:: Your objective ::
Gather every line of the entries below that contains the word "valley" and copy each one in full.

:: Entries provided ::
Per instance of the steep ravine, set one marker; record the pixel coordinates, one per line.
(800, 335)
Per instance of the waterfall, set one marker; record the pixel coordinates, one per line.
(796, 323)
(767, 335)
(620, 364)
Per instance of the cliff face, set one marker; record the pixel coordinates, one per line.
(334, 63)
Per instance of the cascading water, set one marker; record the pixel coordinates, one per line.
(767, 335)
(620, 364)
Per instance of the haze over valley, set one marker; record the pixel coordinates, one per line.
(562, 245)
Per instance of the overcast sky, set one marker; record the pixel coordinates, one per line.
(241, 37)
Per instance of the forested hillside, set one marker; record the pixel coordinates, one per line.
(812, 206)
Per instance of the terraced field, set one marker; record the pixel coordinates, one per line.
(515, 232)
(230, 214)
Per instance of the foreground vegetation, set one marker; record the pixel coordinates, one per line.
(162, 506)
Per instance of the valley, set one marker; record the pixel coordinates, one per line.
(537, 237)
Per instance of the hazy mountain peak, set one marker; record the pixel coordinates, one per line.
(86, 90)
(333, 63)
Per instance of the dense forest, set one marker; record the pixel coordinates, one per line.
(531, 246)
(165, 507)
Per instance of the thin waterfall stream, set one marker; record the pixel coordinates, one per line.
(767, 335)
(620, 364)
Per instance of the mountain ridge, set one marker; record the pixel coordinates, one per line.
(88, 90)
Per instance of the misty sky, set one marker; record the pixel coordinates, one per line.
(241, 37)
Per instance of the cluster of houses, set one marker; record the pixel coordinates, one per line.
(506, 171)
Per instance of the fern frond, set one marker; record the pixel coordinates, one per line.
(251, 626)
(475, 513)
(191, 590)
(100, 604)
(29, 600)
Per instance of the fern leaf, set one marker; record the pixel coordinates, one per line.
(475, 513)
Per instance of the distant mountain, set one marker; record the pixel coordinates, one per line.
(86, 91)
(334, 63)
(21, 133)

...

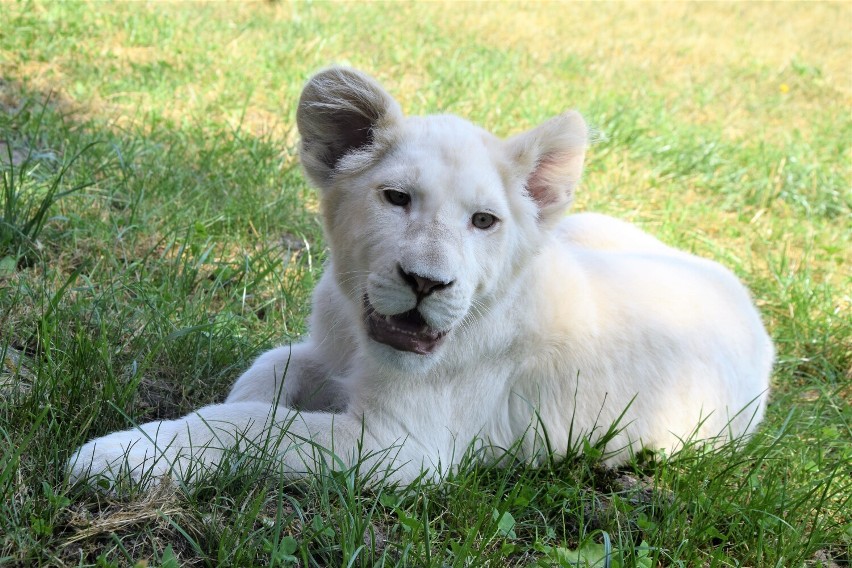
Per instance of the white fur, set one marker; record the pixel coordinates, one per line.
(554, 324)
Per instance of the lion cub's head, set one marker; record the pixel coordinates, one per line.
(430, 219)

:: Response below ::
Per instance of the haze over valley, set one marker; record the pixel coordinates, one per line.
Per instance of the valley, set one marker; record the pixel coordinates, one per line.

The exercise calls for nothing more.